START Provided text
Dependency Syndrome and Corruption Stifling Development Interventions in Northern Uganda

After over a decade since guns were silenced in Northern Uganda, the majority of rural communities are still struggling to recover from the effects of the protracted conflict that engulfed the region for over three decades. In most remote locations across the region like in Omoro Town Council where we held a Kabake regional dialogue on Friday 22nd Nov 2019, many people still lack access to basic necessities such food, education, clothing and health services. These challenges persist due to reasons that are both personal and institutional.

On the personal front, the majority of the rural populace in the region are still stuck in a dependency mode. “Being dependent kills our urgency to be problem solvers, to be innovative and be responsible for shaping our destinies’’ noted Ojok Okello in his closing remarks during the dialogue.

ojok okello

Ojok was reiterating the address by Douglas Peter Okello, the Omoro District LC5 Chairperson who emphasized that “the mentality of dependency syndrome must stop if the region is to develop’’. The district chairman called upon the audience to wake up and hard work so improve on their livelihoods and wellbeing.

For contextual purposes, the dependency syndrome in Northern Uganda was exacerbated during the war because while in the Internally Displaced Peoples’ camps, communities were surviving on relief items aided by humanitarian organizations.

Jimmy Odongkara, the Local Councilor of V Omoro Town Council also blamed the government for lack of a clear agenda to rehabilitate northern Uganda. To Odongkara, the government focused majorly on wrong priorities to promote development in the region. “For instance, if I am to ask now — what can you tell me was the greatest achievements of programmes such as Northern Uganda Rehabilitation Programme (NURP), Northern Uganda Social Action Fund (NUSAF), and Peace Recovery and Development Plan (PRDP)?’’ he asked the audience who failed to point to one achievement they considered to be a major success such programmes.

Jimmy Odongkara

“Instead of focusing on capacity development and changing our mindsets, these programmes reinforced and continued projected the dependency syndrome that started in the camps”, Odongkara said. He also lambasted the few capacity building projects for their inability to provide more time and resources to the participants to effectively benefit. Most projects were short term, others just for a week.

To add more insights to Odongkara’s point, the LC5 Chairperson Okello Douglas explained that the displacement disrupted development in the sub region and it will take years to rebuild it. He also decried the lack of coherent policies and political will to develop the region. For instance, Northern Uganda has been ‘widened’ to include up to 55 districts in Uganda.

Douglas Peter Okello

‘’I wonder how districts like Mbale, Masindi, Buikwe among others suddenly became part of the Northern Uganda. It was a grave mistake for the government to include districts which were not at the epicenter of the LRA insurgency to benefit from these development funds’’ he said. This, he said over stretched the resource basket of funds meant to develop the region significantly reducing their abilities to create tangible positive impacts on the communities affected by the war.

However, Kenneth Oringa, a local farmer from Omoro District contended that infact, the government has done a lot in rebuilding northern Uganda. “The problem is that despite all the programmes initiated by government to develop northern Uganda, corruption remains a major setback in achieving the set goal,” says Oringa. He cited Operation Wealth Creation (OWC) saying it is benefiting only few individuals who are related to those who are charged with the implementation of such programme.

Oringa Kenneth

Another resident, Ms Lilly Akot also agreed that corruption among civil servants and politicians is frustrating government’s efforts to develop northern Uganda citing the example of the 2012 Plan for the Reconstruction and Development Programme (PRDP) corruption scandal in the Office of the Prime Minister (OPM) when up to UGX 150bn was lost.
END Provided text
> Task requirements:
1. Name every person the article on Northern Uganda identifies by name.
2. In the article on Northern Uganda, when was the Kabake regional dialogue in Omoro Town Council held?
3. Output the passage of the article on Northern Uganda between "Another resident, Ms" and "150bn was lost.", inclusive.
The entries after this point are separate from the article on Northern Uganda.
START Material provided
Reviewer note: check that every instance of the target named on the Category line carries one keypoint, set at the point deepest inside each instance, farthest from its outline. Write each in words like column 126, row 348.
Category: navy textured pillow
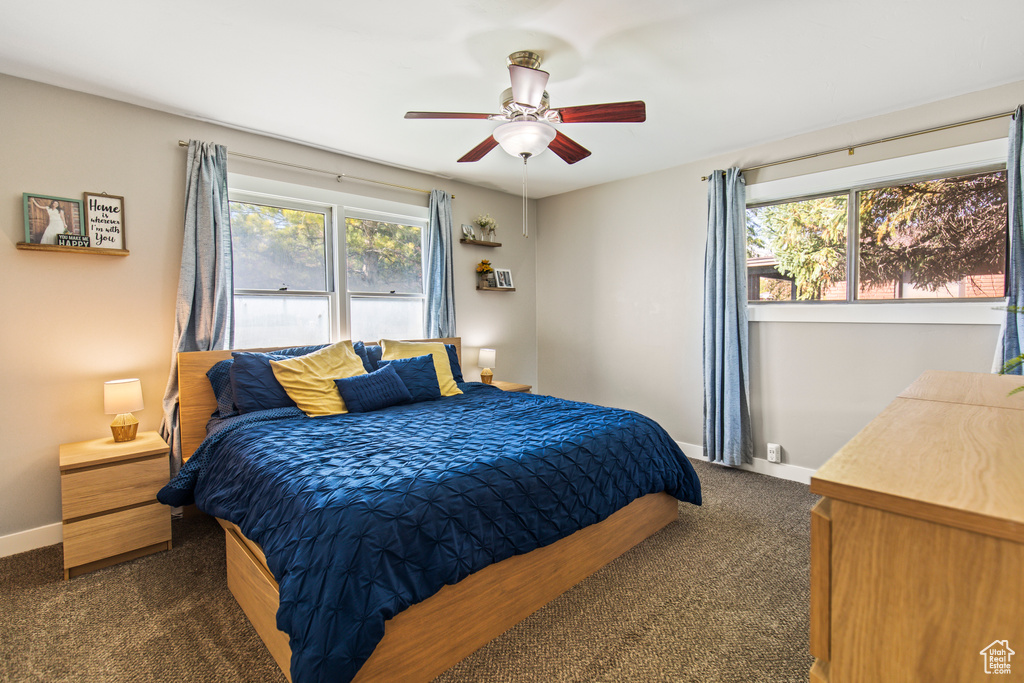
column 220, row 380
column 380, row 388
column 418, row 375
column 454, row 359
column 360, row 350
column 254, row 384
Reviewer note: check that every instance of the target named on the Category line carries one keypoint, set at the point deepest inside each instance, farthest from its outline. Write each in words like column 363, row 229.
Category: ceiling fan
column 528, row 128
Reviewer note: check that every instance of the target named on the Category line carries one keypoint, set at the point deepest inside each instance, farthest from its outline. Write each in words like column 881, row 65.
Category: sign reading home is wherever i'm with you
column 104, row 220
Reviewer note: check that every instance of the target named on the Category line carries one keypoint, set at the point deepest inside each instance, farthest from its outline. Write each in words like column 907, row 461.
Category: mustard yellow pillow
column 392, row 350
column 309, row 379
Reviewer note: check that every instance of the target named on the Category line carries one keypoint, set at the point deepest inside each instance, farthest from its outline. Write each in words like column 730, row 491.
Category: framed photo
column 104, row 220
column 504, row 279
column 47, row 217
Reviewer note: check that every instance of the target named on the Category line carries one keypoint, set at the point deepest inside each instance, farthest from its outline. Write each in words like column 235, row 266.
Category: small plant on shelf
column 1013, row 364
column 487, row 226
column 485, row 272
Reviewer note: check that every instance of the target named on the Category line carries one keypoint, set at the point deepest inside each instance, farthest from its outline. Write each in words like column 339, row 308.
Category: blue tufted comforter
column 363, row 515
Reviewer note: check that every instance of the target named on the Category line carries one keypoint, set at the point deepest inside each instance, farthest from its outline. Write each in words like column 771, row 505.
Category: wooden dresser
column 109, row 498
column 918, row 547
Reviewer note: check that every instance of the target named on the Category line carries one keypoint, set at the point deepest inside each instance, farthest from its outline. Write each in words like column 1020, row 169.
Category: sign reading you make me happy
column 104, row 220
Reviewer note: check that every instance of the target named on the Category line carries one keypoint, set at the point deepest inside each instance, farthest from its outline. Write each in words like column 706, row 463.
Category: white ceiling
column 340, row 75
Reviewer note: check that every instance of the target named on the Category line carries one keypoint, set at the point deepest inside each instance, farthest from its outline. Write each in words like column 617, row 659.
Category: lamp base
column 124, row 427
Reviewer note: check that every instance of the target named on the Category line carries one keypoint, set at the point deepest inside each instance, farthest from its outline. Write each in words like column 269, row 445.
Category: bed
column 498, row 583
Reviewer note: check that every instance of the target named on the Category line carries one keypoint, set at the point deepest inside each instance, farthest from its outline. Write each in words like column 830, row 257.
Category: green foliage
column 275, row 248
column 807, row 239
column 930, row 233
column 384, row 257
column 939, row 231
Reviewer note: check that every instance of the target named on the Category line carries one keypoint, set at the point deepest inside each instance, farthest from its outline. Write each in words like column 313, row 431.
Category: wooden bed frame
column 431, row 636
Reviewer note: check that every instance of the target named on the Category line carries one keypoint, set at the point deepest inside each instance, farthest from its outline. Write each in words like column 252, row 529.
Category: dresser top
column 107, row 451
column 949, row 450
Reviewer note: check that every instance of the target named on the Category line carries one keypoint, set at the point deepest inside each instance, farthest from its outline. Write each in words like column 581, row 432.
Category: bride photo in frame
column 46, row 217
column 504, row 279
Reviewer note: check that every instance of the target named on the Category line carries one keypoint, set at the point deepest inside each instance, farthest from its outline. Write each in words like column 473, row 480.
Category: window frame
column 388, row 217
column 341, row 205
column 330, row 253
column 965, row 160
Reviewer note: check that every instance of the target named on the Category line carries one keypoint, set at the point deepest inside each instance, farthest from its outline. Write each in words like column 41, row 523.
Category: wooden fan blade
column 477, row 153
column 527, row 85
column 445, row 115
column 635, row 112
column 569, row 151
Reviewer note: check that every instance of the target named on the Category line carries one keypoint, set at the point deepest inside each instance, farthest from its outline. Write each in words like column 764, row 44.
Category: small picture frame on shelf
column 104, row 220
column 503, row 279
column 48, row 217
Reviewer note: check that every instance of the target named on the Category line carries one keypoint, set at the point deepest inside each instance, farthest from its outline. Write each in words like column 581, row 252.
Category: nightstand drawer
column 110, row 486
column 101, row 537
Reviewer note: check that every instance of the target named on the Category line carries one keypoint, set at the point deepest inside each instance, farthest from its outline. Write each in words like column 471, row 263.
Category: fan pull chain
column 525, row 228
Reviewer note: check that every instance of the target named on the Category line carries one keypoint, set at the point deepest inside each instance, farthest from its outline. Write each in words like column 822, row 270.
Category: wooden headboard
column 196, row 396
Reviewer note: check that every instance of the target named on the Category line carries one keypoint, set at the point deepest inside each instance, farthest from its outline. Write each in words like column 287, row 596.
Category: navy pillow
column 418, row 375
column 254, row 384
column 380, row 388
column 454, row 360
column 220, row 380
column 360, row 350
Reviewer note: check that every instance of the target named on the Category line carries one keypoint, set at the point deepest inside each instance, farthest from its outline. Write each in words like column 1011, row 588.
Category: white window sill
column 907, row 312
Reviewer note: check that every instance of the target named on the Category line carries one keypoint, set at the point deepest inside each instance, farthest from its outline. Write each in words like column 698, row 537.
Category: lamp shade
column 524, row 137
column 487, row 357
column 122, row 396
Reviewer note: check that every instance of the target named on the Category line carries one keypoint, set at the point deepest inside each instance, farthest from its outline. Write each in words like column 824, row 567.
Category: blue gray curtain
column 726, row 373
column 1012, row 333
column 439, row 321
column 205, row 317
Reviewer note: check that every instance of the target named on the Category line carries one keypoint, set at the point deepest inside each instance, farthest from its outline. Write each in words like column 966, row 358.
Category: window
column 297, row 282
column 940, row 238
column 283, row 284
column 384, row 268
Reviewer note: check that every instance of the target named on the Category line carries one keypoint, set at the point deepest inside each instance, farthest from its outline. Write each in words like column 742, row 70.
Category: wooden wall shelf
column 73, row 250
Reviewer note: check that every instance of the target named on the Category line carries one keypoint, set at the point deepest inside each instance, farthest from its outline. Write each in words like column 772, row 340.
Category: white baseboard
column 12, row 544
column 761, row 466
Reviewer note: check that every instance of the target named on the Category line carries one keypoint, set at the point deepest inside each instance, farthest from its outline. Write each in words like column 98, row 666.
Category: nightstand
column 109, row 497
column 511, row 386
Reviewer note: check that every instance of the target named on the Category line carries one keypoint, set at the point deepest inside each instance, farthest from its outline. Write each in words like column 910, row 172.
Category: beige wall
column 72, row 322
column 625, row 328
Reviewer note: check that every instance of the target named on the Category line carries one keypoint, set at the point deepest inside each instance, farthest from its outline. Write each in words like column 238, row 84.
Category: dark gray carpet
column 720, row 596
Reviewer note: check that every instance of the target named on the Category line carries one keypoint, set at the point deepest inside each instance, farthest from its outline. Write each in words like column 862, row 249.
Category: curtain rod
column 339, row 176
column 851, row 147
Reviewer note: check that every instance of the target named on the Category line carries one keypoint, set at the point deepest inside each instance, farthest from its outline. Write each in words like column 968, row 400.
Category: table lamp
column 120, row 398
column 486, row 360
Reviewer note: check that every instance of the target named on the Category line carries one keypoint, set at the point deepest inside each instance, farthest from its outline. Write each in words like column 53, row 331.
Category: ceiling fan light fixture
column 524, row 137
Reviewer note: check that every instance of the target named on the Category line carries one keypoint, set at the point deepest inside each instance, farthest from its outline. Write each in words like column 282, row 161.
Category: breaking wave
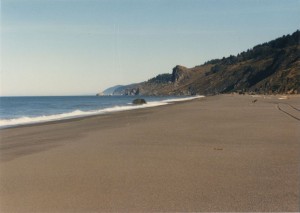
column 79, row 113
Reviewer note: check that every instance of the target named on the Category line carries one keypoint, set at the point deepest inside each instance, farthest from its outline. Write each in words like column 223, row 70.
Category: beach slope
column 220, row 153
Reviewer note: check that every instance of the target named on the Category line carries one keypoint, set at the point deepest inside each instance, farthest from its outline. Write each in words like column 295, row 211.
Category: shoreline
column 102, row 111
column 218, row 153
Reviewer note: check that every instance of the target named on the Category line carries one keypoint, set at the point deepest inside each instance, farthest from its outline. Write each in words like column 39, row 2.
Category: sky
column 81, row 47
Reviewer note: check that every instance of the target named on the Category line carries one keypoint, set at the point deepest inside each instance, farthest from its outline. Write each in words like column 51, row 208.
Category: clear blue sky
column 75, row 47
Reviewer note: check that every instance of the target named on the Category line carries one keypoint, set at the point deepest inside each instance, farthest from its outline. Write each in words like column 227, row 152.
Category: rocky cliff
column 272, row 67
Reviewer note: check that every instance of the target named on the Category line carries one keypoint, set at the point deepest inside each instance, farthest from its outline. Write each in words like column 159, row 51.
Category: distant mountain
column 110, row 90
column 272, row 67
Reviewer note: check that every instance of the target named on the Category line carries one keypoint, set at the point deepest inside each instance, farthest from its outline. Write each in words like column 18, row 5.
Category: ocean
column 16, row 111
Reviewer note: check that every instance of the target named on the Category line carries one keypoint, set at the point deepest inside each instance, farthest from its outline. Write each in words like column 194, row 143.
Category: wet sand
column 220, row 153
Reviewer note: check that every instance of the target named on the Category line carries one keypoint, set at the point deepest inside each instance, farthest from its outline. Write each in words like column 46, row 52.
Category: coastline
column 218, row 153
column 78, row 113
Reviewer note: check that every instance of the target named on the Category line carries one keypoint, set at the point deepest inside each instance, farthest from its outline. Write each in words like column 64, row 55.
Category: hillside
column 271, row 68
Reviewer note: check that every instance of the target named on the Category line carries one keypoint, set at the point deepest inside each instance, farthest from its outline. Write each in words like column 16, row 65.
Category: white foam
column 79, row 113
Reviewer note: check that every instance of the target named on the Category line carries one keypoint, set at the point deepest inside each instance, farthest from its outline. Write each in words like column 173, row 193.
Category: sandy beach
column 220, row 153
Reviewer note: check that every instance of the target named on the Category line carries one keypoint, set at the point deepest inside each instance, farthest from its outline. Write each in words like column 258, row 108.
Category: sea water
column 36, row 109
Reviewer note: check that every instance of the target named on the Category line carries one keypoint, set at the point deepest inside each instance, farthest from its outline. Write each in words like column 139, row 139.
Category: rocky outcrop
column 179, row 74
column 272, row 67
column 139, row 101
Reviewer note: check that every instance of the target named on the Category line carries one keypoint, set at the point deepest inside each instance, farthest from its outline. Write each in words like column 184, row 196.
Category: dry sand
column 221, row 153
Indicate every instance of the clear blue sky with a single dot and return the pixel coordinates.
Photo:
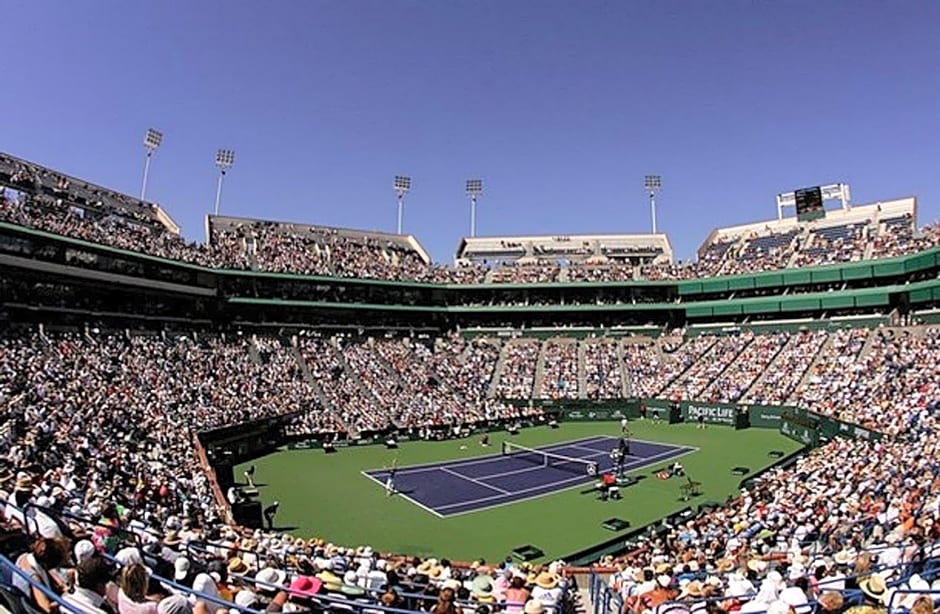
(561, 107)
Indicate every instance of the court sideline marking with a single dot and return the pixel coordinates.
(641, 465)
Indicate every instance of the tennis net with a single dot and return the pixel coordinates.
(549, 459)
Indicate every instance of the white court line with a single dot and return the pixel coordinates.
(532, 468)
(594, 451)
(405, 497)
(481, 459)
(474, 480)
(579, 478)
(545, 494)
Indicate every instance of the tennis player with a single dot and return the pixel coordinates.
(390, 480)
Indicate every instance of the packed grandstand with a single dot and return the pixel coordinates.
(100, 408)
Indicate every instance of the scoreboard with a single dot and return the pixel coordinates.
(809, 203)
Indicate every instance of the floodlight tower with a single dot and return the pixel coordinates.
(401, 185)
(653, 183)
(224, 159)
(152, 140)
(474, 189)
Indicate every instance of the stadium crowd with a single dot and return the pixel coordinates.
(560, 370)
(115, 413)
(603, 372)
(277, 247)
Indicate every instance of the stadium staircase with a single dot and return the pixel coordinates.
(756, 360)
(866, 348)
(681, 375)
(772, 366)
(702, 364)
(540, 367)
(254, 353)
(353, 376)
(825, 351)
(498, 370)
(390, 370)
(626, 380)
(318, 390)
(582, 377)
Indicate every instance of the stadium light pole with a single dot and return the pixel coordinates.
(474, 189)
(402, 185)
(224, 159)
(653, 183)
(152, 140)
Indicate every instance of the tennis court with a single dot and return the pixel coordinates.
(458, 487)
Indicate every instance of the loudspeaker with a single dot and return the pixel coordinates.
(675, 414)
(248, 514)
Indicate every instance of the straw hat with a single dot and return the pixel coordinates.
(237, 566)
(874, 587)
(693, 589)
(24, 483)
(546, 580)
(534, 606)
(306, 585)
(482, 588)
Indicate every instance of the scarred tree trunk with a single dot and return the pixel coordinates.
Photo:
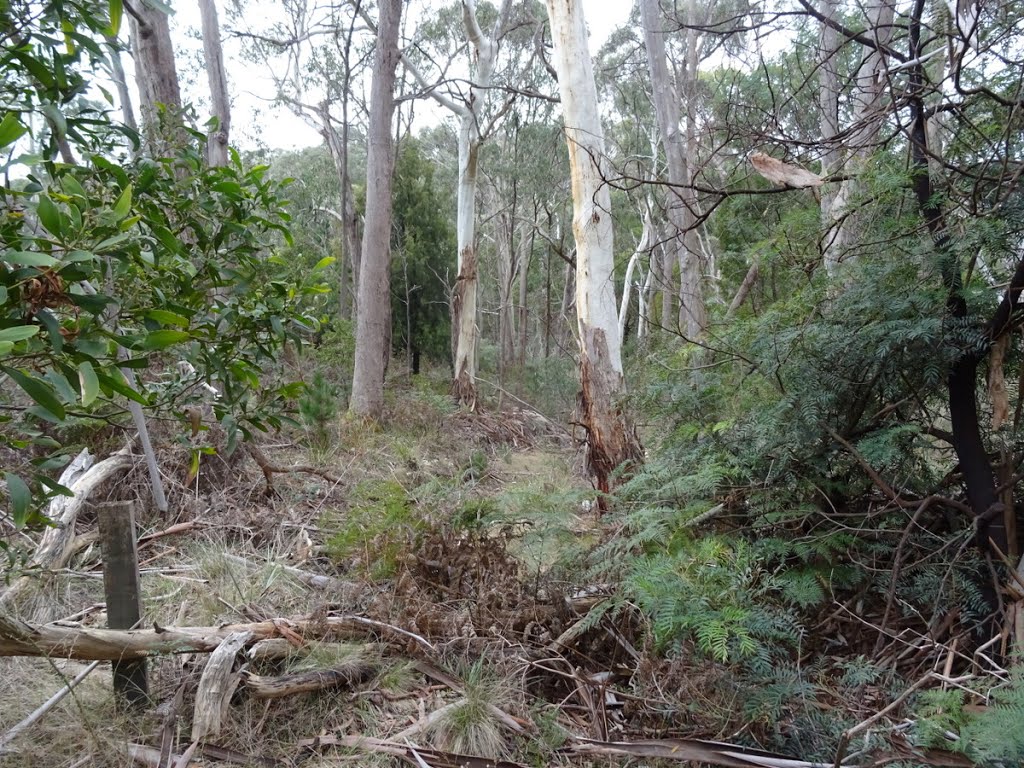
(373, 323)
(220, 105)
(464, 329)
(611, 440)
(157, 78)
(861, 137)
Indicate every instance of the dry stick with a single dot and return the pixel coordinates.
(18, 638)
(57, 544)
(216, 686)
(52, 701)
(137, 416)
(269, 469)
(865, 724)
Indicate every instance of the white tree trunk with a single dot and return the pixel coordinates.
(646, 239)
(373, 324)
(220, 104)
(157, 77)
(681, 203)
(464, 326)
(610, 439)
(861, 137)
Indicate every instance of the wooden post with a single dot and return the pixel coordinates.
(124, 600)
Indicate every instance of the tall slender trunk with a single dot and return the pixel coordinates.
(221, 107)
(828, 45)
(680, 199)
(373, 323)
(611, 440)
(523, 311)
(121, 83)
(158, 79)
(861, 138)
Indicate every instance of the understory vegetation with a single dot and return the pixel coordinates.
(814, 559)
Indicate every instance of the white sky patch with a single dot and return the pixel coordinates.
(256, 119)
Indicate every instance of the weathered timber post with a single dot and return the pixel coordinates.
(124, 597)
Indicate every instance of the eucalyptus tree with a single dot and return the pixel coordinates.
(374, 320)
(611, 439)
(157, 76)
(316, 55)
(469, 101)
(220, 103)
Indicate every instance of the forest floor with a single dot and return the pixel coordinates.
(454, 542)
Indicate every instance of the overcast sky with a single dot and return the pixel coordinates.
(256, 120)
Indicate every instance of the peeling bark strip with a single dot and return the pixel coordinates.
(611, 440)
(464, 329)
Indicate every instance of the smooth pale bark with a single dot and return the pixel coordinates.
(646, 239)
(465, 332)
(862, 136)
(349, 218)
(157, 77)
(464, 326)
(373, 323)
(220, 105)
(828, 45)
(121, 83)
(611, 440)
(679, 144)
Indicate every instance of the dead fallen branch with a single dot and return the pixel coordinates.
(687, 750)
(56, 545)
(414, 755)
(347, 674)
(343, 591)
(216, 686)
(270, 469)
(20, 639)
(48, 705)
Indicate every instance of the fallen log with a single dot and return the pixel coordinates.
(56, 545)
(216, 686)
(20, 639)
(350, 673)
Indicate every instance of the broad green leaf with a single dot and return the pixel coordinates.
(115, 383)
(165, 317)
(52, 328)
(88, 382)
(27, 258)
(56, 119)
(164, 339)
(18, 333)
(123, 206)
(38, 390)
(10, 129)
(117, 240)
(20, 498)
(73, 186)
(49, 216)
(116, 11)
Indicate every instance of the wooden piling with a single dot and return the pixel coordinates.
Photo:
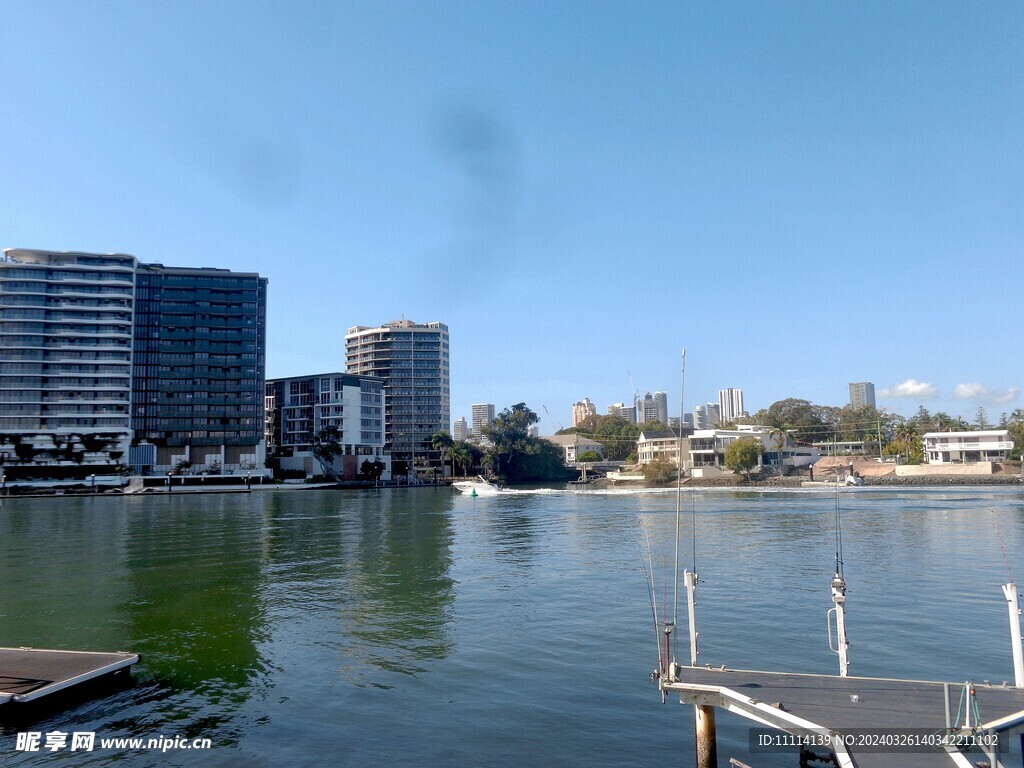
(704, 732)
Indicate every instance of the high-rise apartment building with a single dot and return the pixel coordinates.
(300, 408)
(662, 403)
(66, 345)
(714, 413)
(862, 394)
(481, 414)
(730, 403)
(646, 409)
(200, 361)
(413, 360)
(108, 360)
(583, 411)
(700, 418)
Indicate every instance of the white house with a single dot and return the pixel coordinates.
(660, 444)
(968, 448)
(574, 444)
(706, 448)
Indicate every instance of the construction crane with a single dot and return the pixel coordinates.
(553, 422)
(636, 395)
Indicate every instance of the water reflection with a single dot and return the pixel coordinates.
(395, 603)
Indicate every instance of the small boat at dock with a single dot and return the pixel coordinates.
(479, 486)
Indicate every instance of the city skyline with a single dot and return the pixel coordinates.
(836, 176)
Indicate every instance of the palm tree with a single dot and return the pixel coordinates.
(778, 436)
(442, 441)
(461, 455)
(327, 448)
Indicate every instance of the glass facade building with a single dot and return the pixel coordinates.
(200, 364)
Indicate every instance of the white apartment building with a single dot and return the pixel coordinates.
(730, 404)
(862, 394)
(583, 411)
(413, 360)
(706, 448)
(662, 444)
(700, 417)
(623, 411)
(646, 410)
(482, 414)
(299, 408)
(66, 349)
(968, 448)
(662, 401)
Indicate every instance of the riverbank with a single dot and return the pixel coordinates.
END Material provided
> Answer list:
1. Ojok Okello, Douglas Peter Okello, Jimmy Odongkara, Kenneth Oringa, Lilly Akot

2. Friday 22nd Nov 2019

3.
Another resident, Ms Lilly Akot also agreed that corruption among civil servants and politicians is frustrating government’s efforts to develop northern Uganda citing the example of the 2012 Plan for the Reconstruction and Development Programme (PRDP) corruption scandal in the Office of the Prime Minister (OPM) when up to UGX 150bn was lost.